# TASK REQUIREMENTS
(1) Please answer these questions from the ski boot review:
(a) Who makes the inner boot for Dynafit?
(b) How many buckles does the Green Machine have?
(c) According to the Dynafit rep, where is most of the increase in stiffness?
(2) Decide whether each statement agrees with the ski boot review, and answer yes or no with the deciding words quoted from it:
(a) The Green Machine is heavier overall than the Zzero CT-F.
(b) The reviewer calls the Green Machine a race boot.
(c) The reviewer had spent almost a year in the Dynafit Carbon TLT 5s.
(3) Return the part of the ski boot review starting at "The boots and" and ending at "likely be orgasmic.", copied word for word.

# TEXT PROVIDED
+ + + + + + +
The boots and bindings? Like the skis...I never noticed them while doing some of the best skiing I have done in a long time. But after almost a year in the super light Dynafit Carbon TLT 5s if was really fun to add power steering and rip a bit. And these do RIP! I felt like I was cruising around on a rock solid 207cm GS out fit yesterday...unless of course I wanted to rip some tight turns on the tree line or down a powder filled set of steep bumps. This rig makes all that easy to do as well. The versatility of this set up on soft snow was simply amazing. A heli ski trip......would likely be orgasmic.
"The new Green Machine is absolutely stiffer than the Zzero CT-F (last years Green machine). Most of the increase is in lateral stiffness, the kind that matters when driving a big ski at speed. Plus that increase comes with lighter overall weight and better cuff rotation for more comfortable touring."
Sandy Brown, Dynafit Rep
The Green Machine is a simple boot. 4 easy to work buckles, a nice burly power strap and a comfy heat moldable inner boot with a stiff tongue. The inner boot is made by Palua for Dynafit. IMO they are the best inner boots available for climbing and ski boots. Others always want to argue but that is my take on it from having owned most of them. I've written about Palua several times here. It is worth checking them out. They fit me really well with no fuss. Just that simple. They ski like a race boot and they are warm. Strange combo there. My feet are still talking nicely to me at the end of the day. They may ski like a race boot but they aren't a race boot. This is a full blown AT boot. The buckles are easy to adjust for tour mode and easy to adjust for fit. The latch and ankle/touring hinge easy to use. And that is comparing them to my TLT5 C's. Which are likely the easiest to use and best skiing touring boot made to date.
+ + + + + + +
Region pointing data:
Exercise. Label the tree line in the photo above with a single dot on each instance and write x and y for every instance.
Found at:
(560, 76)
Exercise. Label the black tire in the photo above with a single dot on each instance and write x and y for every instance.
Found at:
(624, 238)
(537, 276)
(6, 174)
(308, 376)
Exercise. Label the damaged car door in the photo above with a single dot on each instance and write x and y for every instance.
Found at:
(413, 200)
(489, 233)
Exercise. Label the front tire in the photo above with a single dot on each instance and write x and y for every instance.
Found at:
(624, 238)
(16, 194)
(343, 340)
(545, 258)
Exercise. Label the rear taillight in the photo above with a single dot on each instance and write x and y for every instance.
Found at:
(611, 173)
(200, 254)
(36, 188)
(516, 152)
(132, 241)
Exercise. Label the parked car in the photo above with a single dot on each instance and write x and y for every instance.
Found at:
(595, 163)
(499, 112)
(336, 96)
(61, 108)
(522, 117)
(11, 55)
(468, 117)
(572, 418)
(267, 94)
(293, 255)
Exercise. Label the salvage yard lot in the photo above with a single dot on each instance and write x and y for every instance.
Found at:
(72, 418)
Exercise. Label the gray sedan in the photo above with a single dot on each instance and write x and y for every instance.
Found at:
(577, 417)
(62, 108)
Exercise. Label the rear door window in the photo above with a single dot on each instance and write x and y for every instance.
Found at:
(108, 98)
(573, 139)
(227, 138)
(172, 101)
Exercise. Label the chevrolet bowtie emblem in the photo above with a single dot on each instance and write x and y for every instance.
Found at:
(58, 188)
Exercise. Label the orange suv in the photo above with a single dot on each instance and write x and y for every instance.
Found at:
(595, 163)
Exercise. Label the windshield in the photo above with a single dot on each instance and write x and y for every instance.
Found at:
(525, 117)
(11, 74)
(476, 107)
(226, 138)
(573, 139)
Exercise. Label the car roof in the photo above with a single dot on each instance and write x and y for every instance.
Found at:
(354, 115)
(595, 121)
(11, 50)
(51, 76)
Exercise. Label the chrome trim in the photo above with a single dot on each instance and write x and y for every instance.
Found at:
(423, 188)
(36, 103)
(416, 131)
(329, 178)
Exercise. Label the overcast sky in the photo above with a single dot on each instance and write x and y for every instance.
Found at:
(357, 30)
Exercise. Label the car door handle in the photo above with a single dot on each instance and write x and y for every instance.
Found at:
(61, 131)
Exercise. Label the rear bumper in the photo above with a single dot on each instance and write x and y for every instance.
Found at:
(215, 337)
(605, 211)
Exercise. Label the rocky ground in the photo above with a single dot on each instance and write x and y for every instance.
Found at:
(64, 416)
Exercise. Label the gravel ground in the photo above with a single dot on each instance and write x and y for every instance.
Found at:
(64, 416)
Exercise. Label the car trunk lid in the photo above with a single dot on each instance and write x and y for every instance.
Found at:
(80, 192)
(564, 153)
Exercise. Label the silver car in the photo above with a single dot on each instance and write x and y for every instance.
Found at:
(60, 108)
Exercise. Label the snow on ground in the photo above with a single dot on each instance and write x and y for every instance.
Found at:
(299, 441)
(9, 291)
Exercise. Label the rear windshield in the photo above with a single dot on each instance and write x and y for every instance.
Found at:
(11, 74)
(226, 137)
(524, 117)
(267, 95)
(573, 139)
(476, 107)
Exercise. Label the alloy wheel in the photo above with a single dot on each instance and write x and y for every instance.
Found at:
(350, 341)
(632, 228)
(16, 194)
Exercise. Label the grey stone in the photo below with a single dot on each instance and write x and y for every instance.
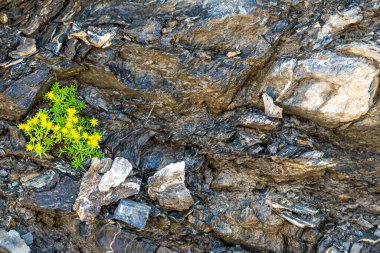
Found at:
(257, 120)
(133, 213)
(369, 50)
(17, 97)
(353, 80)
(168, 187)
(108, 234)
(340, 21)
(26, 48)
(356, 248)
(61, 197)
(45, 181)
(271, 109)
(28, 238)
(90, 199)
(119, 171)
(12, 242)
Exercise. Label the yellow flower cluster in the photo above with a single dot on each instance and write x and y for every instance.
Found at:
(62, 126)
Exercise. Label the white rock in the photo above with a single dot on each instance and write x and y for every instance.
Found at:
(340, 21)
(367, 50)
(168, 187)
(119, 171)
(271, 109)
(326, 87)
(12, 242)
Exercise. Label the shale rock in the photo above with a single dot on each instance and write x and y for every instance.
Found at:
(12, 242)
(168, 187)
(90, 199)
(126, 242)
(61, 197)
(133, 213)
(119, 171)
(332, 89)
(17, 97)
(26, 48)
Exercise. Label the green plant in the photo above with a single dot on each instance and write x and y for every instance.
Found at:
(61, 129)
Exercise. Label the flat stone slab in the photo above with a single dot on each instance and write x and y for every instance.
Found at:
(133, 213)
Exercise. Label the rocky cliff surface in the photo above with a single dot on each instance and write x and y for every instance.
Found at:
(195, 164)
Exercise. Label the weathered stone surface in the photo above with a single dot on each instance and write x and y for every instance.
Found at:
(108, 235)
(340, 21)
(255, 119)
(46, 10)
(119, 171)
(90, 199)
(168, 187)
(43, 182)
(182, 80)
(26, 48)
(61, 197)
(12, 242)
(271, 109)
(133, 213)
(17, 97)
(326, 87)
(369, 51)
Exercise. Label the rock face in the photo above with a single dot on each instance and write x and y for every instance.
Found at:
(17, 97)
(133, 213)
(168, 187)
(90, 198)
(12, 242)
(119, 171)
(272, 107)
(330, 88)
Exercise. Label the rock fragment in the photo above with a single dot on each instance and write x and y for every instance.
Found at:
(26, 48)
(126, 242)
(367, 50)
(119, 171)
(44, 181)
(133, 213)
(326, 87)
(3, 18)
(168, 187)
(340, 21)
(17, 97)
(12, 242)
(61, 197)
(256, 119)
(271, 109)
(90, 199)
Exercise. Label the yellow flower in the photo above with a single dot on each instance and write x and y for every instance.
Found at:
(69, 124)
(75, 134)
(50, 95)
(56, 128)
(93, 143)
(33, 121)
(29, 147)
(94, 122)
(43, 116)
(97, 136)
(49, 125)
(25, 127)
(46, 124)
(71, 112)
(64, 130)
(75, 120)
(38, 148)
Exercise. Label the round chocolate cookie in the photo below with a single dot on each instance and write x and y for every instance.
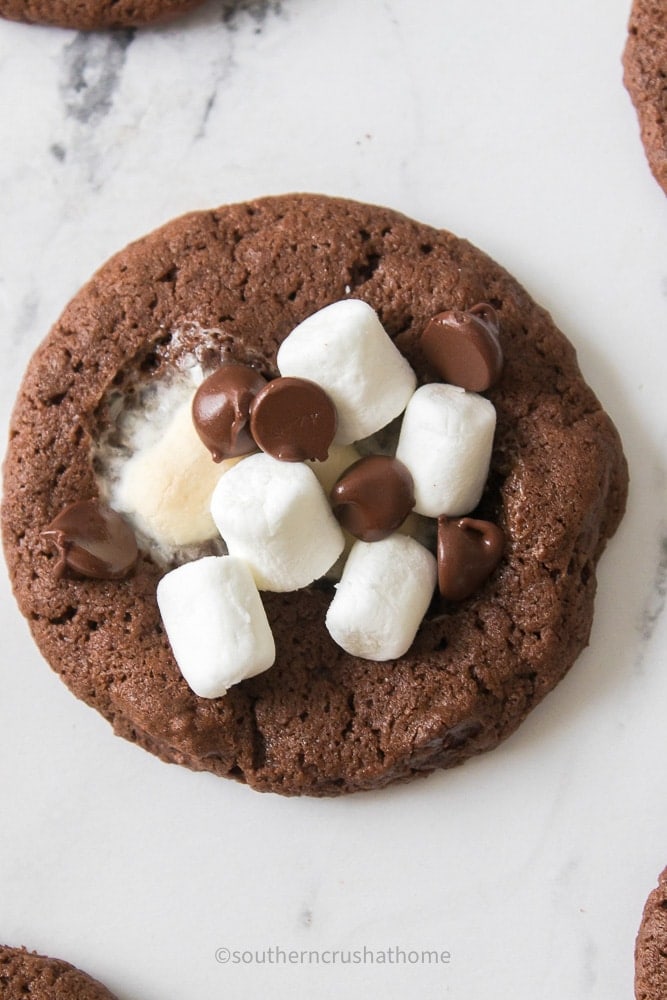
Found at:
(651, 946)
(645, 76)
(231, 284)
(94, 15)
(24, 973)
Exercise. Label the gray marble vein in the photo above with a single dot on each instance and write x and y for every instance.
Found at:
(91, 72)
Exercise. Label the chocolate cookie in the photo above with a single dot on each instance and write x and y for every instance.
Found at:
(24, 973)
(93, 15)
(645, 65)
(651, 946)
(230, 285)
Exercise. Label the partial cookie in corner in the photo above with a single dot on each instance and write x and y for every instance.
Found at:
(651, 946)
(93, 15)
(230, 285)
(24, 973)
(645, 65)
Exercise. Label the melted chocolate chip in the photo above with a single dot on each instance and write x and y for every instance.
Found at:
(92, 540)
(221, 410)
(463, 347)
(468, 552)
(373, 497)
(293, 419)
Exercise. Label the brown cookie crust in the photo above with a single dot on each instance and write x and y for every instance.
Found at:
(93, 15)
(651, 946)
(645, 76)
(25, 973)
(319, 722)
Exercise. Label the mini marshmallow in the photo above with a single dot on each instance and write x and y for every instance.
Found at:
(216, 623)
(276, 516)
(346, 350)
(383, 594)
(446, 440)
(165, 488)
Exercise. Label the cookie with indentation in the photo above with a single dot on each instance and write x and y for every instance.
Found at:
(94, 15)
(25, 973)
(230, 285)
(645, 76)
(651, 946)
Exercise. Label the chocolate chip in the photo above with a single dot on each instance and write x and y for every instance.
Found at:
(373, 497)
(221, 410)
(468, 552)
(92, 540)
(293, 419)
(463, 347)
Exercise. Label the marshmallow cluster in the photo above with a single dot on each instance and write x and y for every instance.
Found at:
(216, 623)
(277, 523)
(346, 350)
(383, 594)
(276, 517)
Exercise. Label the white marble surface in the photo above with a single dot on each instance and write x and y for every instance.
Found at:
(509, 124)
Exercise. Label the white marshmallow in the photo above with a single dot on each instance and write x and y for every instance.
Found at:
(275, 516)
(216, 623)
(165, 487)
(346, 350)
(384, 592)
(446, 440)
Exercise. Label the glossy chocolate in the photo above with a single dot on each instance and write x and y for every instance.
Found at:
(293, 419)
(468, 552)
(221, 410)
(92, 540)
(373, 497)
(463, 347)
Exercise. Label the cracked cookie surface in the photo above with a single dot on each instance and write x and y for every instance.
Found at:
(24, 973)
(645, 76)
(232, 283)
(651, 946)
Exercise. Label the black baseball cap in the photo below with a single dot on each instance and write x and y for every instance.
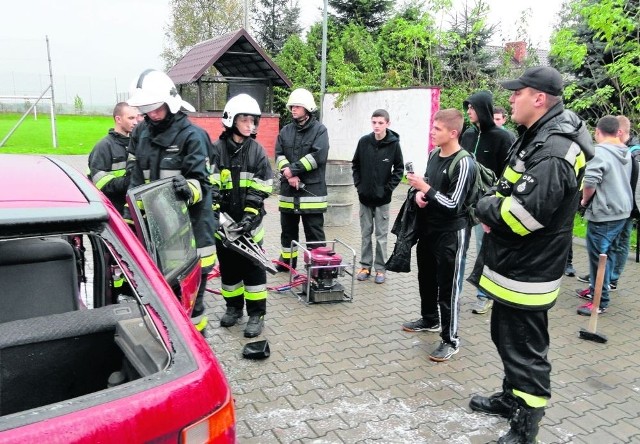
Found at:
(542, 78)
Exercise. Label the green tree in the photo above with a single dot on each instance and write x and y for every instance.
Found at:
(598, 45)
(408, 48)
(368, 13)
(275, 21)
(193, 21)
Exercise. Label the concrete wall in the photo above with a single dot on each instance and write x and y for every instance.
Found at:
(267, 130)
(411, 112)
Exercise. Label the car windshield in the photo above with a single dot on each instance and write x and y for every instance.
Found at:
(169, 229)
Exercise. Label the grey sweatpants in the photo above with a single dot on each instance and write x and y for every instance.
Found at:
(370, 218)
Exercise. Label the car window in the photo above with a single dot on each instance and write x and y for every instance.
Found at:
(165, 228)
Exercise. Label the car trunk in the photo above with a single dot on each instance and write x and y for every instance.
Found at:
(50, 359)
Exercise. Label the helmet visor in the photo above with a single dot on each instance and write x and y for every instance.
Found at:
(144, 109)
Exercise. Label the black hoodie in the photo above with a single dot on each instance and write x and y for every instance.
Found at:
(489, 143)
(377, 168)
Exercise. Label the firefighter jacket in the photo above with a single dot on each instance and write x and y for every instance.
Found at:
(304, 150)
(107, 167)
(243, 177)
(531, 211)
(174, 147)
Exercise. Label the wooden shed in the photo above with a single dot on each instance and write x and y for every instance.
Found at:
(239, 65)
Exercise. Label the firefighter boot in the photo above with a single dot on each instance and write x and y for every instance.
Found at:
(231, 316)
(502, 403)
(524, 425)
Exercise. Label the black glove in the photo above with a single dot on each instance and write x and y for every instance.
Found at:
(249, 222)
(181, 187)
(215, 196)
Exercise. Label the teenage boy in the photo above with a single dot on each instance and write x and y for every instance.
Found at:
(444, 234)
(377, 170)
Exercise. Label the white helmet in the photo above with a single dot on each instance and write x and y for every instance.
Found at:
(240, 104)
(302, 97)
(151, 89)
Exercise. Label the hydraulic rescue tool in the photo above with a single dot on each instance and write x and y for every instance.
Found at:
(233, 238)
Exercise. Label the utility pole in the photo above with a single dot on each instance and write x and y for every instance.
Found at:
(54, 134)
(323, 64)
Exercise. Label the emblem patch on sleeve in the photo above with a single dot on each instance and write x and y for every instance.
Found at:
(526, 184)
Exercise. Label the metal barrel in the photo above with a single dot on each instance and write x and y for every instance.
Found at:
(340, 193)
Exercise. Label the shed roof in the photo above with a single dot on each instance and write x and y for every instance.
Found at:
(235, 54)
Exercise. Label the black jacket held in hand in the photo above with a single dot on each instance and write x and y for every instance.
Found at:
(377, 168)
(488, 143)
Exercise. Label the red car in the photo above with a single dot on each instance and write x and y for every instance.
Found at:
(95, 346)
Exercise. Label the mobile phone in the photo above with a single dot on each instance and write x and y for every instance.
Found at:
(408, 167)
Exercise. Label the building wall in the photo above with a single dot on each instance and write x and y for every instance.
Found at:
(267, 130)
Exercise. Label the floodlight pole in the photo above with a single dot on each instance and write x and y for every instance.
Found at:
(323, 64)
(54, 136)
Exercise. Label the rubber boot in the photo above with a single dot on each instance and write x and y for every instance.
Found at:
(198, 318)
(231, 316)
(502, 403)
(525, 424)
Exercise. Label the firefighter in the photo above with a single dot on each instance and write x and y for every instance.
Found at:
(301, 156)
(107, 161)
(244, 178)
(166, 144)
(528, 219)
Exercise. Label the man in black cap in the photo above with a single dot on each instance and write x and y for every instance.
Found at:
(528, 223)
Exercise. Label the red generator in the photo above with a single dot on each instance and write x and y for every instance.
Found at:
+ + + + + + +
# ANSWERS BELOW
(1)
(a) Palua
(b) 4
(c) In lateral stiffness

(2)
(a) No: "that increase comes with lighter overall weight"
(b) No: "They may ski like a race boot but they aren't a race boot."
(c) Yes: "after almost a year in the super light Dynafit Carbon TLT 5s"

(3)
The boots and bindings? Like the skis...I never noticed them while doing some of the best skiing I have done in a long time. But after almost a year in the super light Dynafit Carbon TLT 5s if was really fun to add power steering and rip a bit. And these do RIP! I felt like I was cruising around on a rock solid 207cm GS out fit yesterday...unless of course I wanted to rip some tight turns on the tree line or down a powder filled set of steep bumps. This rig makes all that easy to do as well. The versatility of this set up on soft snow was simply amazing. A heli ski trip......would likely be orgasmic.